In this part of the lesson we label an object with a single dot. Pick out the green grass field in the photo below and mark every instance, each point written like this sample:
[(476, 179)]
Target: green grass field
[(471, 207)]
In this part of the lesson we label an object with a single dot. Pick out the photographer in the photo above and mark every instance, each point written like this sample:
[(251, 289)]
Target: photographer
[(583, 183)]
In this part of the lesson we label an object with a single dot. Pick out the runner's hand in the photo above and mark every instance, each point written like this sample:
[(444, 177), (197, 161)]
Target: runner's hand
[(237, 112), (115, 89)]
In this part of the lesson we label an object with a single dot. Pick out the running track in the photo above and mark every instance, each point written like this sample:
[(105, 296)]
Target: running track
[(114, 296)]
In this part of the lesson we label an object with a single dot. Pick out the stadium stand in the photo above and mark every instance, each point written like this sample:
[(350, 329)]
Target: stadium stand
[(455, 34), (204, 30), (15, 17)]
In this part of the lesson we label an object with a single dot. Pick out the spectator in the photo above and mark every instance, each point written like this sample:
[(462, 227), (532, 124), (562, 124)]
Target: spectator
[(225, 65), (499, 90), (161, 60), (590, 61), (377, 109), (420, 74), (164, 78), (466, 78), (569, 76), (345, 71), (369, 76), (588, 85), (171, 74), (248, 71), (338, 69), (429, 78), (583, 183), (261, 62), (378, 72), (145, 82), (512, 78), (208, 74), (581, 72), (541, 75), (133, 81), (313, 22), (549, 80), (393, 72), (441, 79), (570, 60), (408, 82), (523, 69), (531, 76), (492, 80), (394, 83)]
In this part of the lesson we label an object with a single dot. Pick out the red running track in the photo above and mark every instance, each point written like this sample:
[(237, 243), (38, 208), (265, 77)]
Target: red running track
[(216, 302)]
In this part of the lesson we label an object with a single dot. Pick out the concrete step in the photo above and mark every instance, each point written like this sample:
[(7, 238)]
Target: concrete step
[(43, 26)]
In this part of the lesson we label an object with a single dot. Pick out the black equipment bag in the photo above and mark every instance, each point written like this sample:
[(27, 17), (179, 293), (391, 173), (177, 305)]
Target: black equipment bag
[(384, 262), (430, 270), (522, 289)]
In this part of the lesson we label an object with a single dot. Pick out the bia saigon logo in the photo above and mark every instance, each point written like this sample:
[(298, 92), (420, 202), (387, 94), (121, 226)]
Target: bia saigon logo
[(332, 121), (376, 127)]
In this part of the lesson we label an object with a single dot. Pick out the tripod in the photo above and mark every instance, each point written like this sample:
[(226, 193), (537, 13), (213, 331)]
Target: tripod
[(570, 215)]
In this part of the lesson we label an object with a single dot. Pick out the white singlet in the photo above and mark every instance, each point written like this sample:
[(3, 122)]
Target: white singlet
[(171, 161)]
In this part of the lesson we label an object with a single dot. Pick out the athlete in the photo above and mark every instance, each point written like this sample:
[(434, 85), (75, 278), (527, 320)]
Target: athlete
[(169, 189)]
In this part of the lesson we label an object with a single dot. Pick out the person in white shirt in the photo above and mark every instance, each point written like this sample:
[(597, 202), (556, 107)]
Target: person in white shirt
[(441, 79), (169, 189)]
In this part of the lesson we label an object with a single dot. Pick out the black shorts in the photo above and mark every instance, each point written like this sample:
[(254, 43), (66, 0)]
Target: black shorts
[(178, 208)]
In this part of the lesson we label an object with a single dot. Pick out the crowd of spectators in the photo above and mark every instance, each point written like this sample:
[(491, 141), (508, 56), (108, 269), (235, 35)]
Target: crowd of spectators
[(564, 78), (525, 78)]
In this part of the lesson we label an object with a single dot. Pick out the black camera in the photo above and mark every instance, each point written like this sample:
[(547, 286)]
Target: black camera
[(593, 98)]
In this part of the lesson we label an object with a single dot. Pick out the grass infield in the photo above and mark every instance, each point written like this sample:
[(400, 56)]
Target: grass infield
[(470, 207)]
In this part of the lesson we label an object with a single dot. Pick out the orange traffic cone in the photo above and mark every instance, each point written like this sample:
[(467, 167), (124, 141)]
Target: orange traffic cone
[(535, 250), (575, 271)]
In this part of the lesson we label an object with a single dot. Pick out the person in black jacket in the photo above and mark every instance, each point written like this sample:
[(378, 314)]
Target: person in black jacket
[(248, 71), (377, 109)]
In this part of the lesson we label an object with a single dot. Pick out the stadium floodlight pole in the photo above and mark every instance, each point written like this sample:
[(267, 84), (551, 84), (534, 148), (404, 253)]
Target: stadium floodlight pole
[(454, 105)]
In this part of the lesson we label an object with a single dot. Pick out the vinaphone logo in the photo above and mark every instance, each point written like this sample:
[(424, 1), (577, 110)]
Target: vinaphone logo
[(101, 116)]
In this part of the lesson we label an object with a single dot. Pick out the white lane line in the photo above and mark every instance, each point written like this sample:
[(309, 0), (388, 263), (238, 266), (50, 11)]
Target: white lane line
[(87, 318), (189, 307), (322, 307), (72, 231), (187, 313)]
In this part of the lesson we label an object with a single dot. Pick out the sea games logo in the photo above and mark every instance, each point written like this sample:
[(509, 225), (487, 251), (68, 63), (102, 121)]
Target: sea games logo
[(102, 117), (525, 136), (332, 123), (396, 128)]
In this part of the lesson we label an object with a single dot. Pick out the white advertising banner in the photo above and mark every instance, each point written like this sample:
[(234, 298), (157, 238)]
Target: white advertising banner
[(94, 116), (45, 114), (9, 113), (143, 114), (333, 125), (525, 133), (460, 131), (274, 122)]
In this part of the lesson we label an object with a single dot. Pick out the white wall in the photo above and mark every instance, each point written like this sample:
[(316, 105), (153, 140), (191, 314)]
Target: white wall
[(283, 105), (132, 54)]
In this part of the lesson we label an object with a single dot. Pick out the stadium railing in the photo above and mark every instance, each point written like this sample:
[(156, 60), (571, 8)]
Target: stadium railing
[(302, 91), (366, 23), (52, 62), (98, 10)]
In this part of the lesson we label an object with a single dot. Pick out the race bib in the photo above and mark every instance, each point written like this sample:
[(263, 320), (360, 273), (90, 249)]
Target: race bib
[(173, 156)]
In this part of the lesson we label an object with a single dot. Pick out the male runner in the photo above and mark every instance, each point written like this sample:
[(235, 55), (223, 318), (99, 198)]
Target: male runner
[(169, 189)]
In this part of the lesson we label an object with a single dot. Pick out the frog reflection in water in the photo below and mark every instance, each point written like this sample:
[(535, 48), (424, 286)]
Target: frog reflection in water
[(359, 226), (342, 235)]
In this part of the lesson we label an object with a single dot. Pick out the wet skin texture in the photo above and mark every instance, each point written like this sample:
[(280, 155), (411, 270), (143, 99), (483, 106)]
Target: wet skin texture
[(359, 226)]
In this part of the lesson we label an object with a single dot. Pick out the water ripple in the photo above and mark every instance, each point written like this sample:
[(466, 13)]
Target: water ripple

WHAT YOU NEED TO DO – Reproduce every line from the start of the items through the first line containing "[(583, 183)]", inclusive. Keep the requests and their format samples unchanged, but scale each point coordinate in the answers by 1.1 and round it to a whole number, with halves rounded up.

PROBLEM SOLUTION –
In this part of the lesson we label an object with a single dot. Pick out the green grass field in the photo below and mark every instance, each point written like this sample:
[(476, 179)]
Target: green grass field
[(518, 228)]
In this part of the lesson we label an object with a single dot. Pick out the photographer in the photo above and mark every instance, each point written like this sample:
[(251, 289)]
Target: photographer
[(641, 201)]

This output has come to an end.